### Material supplied
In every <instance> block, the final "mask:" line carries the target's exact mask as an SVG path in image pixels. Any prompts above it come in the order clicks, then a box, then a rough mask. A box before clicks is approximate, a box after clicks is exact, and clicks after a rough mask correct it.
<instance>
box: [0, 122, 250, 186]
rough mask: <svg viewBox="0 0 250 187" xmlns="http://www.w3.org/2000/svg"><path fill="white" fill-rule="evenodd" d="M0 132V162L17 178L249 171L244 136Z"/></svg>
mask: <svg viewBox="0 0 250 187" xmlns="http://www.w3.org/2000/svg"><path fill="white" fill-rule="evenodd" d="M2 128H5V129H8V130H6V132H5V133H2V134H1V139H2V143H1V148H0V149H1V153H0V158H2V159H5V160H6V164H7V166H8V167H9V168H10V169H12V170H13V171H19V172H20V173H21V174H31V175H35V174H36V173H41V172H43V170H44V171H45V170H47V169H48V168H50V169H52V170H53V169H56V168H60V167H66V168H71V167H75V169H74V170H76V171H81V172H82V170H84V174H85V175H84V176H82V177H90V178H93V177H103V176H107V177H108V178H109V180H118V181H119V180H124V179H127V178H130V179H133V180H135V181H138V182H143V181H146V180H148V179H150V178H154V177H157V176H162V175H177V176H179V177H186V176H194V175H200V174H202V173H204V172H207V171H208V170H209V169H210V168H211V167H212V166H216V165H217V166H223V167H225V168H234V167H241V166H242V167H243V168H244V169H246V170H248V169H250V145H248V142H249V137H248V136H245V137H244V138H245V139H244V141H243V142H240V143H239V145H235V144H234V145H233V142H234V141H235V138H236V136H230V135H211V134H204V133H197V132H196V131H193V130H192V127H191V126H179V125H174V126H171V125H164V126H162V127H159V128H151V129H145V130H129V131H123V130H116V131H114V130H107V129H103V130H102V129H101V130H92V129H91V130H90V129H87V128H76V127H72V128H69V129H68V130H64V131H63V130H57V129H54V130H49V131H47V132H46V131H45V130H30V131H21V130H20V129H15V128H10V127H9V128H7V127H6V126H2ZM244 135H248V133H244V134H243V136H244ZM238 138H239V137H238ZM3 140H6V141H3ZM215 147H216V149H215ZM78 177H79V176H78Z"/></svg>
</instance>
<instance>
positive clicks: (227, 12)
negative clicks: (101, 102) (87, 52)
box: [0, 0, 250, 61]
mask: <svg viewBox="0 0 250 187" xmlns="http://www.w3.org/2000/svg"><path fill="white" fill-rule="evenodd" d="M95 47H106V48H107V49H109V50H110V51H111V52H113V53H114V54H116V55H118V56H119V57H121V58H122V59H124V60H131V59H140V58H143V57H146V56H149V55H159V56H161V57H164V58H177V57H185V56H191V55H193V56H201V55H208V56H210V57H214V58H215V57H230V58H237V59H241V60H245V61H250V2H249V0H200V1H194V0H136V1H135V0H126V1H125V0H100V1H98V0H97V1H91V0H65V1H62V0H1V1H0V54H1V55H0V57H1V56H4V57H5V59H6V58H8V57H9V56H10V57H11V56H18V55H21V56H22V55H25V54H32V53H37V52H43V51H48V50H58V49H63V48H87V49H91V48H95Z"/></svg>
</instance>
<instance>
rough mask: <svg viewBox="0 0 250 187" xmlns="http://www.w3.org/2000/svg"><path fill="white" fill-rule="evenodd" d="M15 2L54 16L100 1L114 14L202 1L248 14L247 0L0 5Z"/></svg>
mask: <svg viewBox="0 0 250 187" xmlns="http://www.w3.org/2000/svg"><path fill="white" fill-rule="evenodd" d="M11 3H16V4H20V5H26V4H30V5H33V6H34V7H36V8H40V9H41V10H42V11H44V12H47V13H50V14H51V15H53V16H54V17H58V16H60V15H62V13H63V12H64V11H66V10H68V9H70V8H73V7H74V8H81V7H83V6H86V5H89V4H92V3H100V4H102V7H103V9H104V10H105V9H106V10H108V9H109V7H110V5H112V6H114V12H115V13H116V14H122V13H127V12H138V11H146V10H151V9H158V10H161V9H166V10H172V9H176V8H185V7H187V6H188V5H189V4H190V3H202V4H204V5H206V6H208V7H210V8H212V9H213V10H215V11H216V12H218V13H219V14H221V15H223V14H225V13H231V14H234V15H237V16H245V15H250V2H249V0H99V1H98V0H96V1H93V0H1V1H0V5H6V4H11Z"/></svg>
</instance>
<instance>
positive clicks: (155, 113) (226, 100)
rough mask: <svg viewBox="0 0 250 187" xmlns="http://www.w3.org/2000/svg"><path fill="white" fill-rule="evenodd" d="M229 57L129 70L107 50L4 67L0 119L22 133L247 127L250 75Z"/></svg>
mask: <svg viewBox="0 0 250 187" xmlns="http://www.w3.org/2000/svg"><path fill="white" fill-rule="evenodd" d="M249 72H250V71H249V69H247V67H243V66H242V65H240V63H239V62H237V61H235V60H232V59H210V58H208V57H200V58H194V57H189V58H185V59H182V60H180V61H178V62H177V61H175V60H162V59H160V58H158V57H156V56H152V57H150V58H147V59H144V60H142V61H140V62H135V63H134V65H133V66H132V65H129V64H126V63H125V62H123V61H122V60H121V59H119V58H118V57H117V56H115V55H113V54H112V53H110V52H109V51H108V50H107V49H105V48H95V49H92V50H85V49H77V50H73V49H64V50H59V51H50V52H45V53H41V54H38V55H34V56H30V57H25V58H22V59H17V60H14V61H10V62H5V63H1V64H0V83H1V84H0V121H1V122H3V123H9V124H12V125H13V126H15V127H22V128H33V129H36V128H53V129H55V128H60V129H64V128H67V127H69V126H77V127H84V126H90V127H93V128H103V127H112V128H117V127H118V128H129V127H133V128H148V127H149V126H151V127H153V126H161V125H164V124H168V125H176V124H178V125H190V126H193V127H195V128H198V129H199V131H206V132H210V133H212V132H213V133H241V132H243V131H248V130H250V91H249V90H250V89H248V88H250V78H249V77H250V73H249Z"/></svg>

### Directions
Determine the number of lines in the data above that include the word "clicks", then answer with that number alone.

### Solution below
4